> _Given passage_

<<<<

Chapter Thirty-Two

Overnight Stay

Jodie’s normality was short-lived, and it took all my energy to see her through the following days. The morning after the visit, she woke up expecting to see cows out of her bedroom window, and became angry when I told her that they were at High Oaks, and that she’d see them again the following week.

‘You’ve taken them,’ she sneered. ‘It’s your fault. You hate me.’

‘I don’t hate you, Jodie. I like you very much.’

‘Give me the cows, then,’ she persisted. ‘I want them now.’

‘I can’t, sweet. They’re not here. It’s impossible.’

I wondered if her confusion was due to the impending move. Bringing her to a realization that she would be going was a subtle and gradual process. I had obviously never said, ‘You are going to leave us, Jodie,’ which would have made her felt rejected and negated the positive feelings about High Oaks that we had carefully been nurturing. Instead, we worked on bringing her to an understanding that she would be going to High Oaks in the near future, first for a visit where she would have her own room and stay the night and have lots of fun. It all had to be very positive, which it was. It was moving on, not leaving behind. She appeared to listen as I emphasized all the progress she had made during her stay with us, how much she would enjoy herself at High Oaks with Ron and Betty, how we would all miss her, and that we would still visit.

‘Will my mummy and daddy visit?’ she asked.

‘No. Definitely not.’ But whereas in the past this would have given her some comfort, she now seemed to see it as another rejection.

>>>>

[Image point grounding data]
<<<<

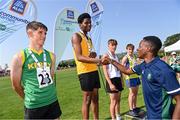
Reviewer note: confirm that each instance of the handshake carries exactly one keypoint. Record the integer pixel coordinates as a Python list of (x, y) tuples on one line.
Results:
[(105, 60)]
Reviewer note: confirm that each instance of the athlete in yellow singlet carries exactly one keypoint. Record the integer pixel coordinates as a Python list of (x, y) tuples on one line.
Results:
[(132, 81), (86, 63)]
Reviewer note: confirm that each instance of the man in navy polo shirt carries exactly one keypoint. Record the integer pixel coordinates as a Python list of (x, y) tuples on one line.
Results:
[(159, 81)]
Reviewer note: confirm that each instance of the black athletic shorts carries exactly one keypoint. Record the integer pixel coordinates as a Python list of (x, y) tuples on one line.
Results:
[(51, 111), (89, 81), (117, 83)]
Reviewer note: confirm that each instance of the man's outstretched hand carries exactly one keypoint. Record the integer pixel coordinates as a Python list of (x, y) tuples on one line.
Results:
[(105, 60)]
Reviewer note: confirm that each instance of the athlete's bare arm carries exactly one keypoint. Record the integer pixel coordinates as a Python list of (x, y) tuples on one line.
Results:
[(16, 72), (76, 43), (176, 113), (124, 60)]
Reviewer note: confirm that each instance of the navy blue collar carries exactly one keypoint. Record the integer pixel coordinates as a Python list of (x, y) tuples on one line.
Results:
[(152, 62)]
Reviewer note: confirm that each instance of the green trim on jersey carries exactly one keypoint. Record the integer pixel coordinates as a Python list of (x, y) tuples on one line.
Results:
[(34, 96)]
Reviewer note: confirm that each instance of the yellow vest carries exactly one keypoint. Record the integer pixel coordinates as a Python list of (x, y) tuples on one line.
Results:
[(132, 62), (81, 66)]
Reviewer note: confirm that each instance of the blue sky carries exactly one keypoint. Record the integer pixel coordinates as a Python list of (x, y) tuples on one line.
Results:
[(127, 21)]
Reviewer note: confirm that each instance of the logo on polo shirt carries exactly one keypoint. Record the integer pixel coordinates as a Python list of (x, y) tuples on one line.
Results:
[(18, 6), (149, 76)]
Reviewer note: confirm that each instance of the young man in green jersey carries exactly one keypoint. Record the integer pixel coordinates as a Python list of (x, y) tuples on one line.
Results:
[(32, 76)]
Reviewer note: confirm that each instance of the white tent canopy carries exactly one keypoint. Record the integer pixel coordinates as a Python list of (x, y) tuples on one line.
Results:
[(173, 47)]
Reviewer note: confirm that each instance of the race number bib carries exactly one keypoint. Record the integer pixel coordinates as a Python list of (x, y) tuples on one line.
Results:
[(44, 77)]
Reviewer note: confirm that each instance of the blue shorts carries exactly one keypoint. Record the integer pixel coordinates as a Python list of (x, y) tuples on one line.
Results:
[(133, 82)]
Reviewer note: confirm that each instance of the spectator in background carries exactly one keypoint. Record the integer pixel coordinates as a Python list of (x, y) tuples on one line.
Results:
[(172, 60), (114, 84)]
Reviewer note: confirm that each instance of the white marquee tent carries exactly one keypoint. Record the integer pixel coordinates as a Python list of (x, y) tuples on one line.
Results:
[(173, 47)]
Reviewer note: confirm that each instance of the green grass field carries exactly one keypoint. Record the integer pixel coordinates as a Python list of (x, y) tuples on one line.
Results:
[(69, 95)]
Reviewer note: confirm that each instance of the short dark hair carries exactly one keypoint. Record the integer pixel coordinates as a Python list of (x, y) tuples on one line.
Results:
[(34, 25), (155, 43), (112, 41), (130, 45), (82, 17)]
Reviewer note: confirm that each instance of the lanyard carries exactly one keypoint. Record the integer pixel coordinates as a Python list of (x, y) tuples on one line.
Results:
[(36, 60), (89, 42)]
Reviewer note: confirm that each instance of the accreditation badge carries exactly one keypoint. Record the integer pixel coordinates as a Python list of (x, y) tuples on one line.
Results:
[(44, 77)]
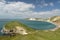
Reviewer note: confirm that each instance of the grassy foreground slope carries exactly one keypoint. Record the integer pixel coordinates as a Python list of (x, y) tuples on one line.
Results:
[(39, 35)]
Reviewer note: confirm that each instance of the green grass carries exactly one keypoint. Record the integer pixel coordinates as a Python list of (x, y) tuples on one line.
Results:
[(40, 35), (33, 35)]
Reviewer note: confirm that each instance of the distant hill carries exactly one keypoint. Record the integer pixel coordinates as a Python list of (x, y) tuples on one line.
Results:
[(36, 19), (55, 18)]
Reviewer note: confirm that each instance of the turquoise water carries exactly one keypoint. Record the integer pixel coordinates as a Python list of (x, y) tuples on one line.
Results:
[(40, 25)]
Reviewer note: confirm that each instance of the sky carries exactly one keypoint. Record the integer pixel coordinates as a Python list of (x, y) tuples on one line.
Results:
[(17, 9)]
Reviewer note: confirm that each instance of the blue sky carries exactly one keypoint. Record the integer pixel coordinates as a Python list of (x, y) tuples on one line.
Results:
[(29, 8)]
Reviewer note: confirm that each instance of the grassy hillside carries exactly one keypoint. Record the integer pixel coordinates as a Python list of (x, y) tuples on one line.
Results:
[(36, 35)]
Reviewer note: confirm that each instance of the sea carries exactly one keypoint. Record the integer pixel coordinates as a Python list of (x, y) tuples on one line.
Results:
[(39, 25)]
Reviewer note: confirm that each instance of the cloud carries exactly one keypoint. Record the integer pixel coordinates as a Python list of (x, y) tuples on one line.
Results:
[(23, 10), (51, 4)]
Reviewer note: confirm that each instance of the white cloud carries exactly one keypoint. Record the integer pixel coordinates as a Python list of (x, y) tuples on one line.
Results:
[(23, 10), (51, 4)]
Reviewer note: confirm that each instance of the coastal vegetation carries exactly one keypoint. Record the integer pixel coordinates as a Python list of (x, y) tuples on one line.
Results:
[(32, 34)]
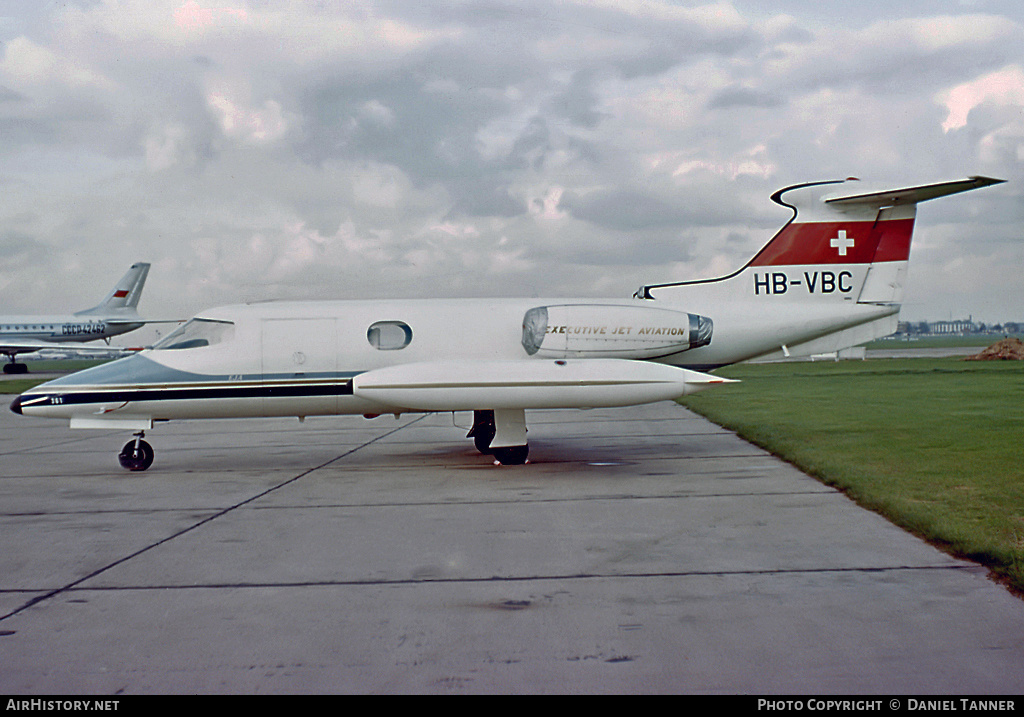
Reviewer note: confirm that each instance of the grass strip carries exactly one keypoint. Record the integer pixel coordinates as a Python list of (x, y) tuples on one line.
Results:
[(934, 445)]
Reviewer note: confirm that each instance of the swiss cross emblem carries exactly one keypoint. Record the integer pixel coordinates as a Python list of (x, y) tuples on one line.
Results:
[(842, 242)]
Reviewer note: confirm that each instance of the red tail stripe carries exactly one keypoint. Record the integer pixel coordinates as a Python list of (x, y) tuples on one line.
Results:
[(838, 243)]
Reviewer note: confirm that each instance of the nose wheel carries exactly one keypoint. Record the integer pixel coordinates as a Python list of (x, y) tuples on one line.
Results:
[(136, 455)]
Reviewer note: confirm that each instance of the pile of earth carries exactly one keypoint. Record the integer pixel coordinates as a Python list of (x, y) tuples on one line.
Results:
[(1007, 349)]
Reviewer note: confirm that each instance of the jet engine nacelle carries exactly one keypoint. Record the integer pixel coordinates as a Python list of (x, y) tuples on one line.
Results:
[(602, 331)]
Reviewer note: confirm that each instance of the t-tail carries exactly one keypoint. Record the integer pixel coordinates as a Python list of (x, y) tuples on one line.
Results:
[(834, 277), (125, 295)]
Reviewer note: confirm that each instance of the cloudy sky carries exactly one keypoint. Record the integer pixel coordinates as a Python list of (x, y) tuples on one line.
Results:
[(259, 150)]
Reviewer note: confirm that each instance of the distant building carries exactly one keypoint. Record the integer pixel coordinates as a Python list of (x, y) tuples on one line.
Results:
[(957, 326)]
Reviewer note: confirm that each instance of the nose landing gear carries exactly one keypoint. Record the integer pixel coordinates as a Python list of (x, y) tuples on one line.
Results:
[(136, 454)]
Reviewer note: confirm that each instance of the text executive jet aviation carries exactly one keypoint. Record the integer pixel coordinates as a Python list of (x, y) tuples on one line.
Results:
[(114, 315), (832, 278)]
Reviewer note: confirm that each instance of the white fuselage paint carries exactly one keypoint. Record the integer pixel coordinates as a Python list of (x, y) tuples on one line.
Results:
[(464, 347)]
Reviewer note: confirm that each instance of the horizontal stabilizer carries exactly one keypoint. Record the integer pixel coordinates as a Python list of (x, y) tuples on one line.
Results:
[(908, 195)]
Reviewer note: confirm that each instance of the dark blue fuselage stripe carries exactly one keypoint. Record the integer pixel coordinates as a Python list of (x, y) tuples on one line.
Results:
[(139, 394)]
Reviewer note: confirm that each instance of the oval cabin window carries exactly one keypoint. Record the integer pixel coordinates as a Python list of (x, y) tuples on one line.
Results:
[(389, 336)]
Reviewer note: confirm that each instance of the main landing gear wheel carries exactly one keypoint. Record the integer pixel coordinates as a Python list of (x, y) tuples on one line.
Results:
[(511, 455), (136, 455)]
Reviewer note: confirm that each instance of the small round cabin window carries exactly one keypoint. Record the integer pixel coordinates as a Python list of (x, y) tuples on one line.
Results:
[(389, 336)]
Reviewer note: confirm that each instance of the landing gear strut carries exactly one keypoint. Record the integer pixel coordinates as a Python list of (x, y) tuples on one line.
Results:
[(136, 455), (482, 431), (502, 434)]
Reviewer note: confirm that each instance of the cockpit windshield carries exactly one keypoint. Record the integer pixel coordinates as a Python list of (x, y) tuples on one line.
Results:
[(196, 333)]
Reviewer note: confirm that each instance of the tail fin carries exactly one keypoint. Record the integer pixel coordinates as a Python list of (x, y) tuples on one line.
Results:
[(844, 242), (125, 295)]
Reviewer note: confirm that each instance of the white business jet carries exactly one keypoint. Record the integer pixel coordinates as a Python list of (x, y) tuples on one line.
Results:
[(114, 315), (832, 278)]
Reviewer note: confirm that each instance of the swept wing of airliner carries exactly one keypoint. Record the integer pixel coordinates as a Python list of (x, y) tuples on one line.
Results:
[(832, 278), (115, 314)]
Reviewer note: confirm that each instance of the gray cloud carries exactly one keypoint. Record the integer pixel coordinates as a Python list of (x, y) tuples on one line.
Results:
[(263, 150)]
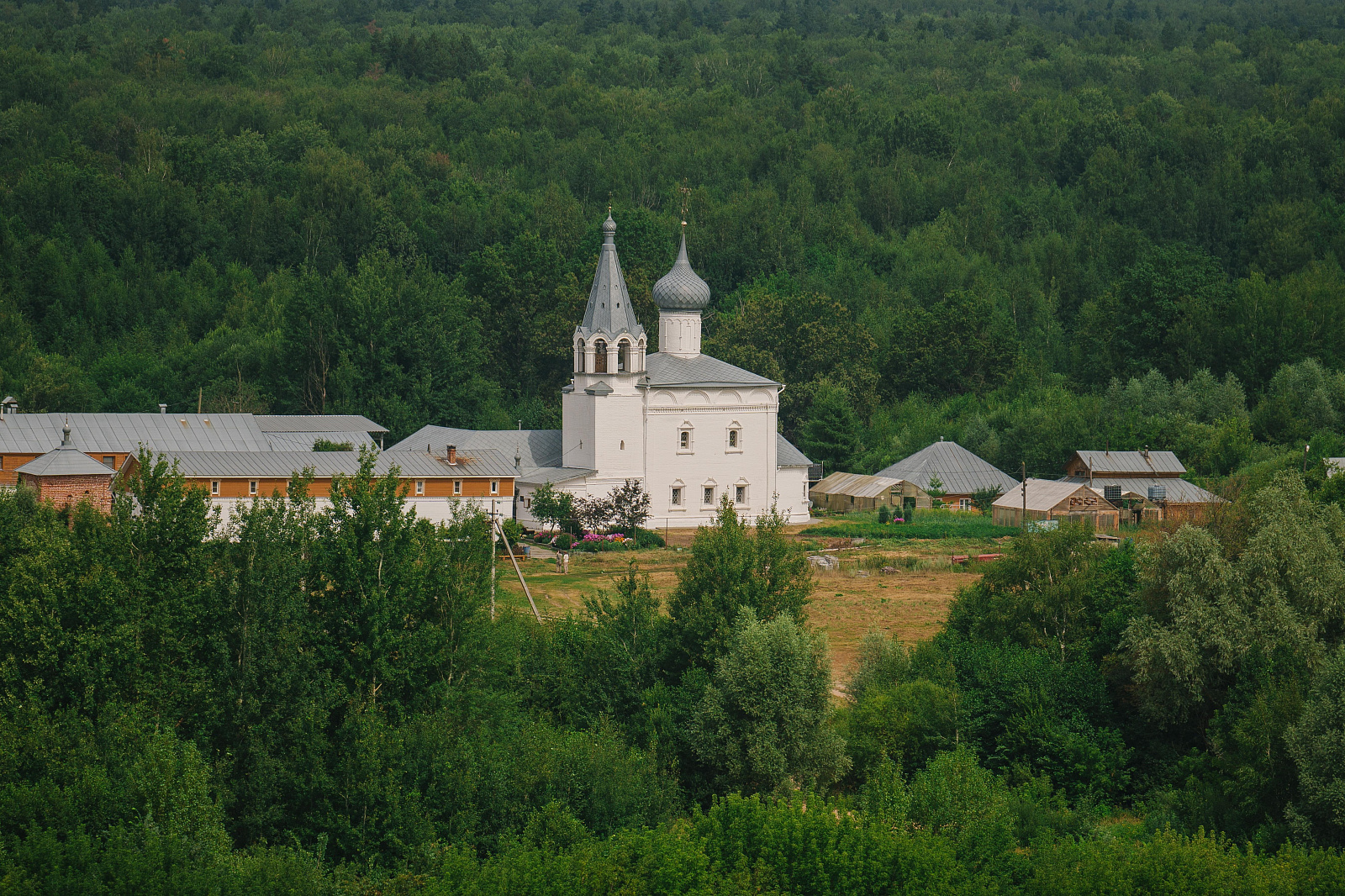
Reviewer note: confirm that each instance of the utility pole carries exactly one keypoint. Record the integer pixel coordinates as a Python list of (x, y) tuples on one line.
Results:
[(1026, 495), (494, 564)]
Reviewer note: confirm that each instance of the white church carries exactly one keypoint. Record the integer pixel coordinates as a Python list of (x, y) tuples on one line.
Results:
[(692, 428)]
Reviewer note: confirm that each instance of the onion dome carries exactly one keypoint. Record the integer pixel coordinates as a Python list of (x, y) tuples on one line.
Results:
[(681, 288)]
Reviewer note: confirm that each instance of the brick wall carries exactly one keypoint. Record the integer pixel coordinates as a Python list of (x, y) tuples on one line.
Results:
[(61, 492)]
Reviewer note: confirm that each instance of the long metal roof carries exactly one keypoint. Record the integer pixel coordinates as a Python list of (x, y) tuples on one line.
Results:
[(856, 485), (786, 455), (961, 472), (535, 447), (94, 434), (542, 475), (663, 369), (1179, 490), (282, 465), (304, 440), (316, 423), (1131, 463), (1047, 494)]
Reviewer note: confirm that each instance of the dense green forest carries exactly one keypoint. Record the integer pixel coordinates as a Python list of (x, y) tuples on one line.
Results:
[(952, 219), (326, 704), (1029, 226)]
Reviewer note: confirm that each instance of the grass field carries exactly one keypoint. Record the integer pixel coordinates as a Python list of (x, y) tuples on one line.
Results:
[(847, 602)]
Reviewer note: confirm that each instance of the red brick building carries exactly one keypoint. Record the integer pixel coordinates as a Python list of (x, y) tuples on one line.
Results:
[(66, 475)]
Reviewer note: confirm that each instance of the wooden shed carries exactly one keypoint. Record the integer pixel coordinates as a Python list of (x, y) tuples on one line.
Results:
[(841, 493), (1052, 499)]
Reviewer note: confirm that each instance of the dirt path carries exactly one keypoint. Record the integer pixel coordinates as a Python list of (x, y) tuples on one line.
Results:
[(910, 603)]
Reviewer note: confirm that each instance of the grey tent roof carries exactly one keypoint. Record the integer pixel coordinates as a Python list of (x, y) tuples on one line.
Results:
[(856, 485), (961, 472), (1179, 490), (535, 447), (282, 465), (786, 455), (663, 369), (316, 423), (94, 434), (1046, 494), (66, 461), (609, 311), (681, 288), (1131, 463), (304, 440), (544, 475)]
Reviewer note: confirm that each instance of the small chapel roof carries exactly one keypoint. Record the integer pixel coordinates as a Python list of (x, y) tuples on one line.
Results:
[(609, 311), (786, 455), (65, 461), (663, 369), (961, 472)]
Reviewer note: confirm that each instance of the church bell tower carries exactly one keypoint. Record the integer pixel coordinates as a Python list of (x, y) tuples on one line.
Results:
[(603, 408)]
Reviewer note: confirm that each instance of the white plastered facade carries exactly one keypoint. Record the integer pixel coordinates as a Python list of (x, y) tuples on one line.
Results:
[(625, 416)]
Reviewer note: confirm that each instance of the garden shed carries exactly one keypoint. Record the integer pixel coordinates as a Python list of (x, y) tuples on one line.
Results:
[(841, 493), (1051, 499)]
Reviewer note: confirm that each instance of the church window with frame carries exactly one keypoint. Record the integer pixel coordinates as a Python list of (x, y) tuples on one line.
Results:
[(685, 443)]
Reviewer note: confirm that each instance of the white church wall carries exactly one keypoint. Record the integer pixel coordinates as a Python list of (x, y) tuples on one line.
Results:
[(793, 485), (710, 459)]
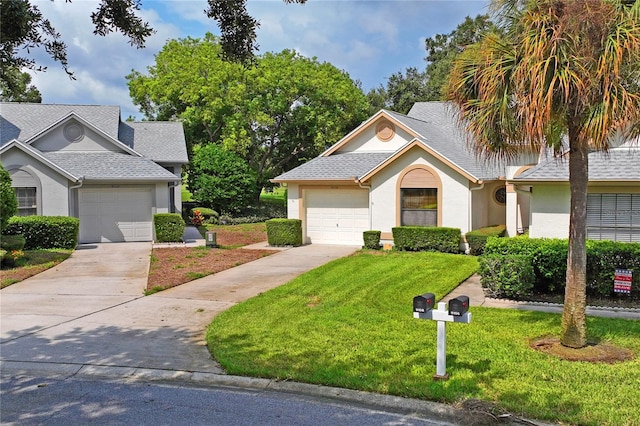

>>>>

> _Assigned task 1_
Quote the chapter excerpt about Jodie from "Jodie’s normality was" to "the following week.".
> _Assigned task 2_
Answer these questions using the chapter excerpt about Jodie:
(a) What did Jodie expect to see out of her bedroom window the morning after the visit?
(b) Who would Jodie enjoy herself with at High Oaks?
(c) What reply did Jodie get when she asked whether her mummy and daddy would visit?
> _Assigned task 3_
Carry on the chapter excerpt about Jodie, picking up right after its last sentence.
The data above is separate material and has no connection to the chapter excerpt about Jodie.

> _Written reply 1_
Jodie’s normality was short-lived, and it took all my energy to see her through the following days. The morning after the visit, she woke up expecting to see cows out of her bedroom window, and became angry when I told her that they were at High Oaks, and that she’d see them again the following week.

> _Written reply 2_
(a) Cows.
(b) Ron and Betty.
(c) "No. Definitely not."

> _Written reply 3_
‘You lot! You’re all the same. I hate you. Get out!’ Reg suddenly appeared and lunged at me, spitting abuse. I hurried out and shut the door, then hovered on the landing. Ten minutes later the door swung open. Amy appeared, with her thumb in her mouth and a wet stain down the front of her pyjamas.

And it was a measure of how strange and distorted our lives had become that I was pleased to see Reg and Amy back. It meant that some level of ‘normality’ had been regained.

    

As the days brought us closer to Jodie’s next visit to High Oaks, she flipped between acute lethargy and violent anger, so I was administering sympathy and discipline in equal amounts, sometimes within the same minute. I was also struggling to come to terms with my own feelings about her leaving, as well as having to try to keep the rest of the family’s spirits up. I felt I was being stretched in all directions.

Wednesday morning finally arrived, and we found ourselves at High Oaks again, this time with Jodie’s overnight bag. Jodie rang the bell enthusiastically, and Ron and Betty answered. They’d advised me to keep my goodbye as short as possible, but in practice I was given no choice in the matter. Jodie wanted nothing to do with me, instantly transferring her affections and attention to Betty.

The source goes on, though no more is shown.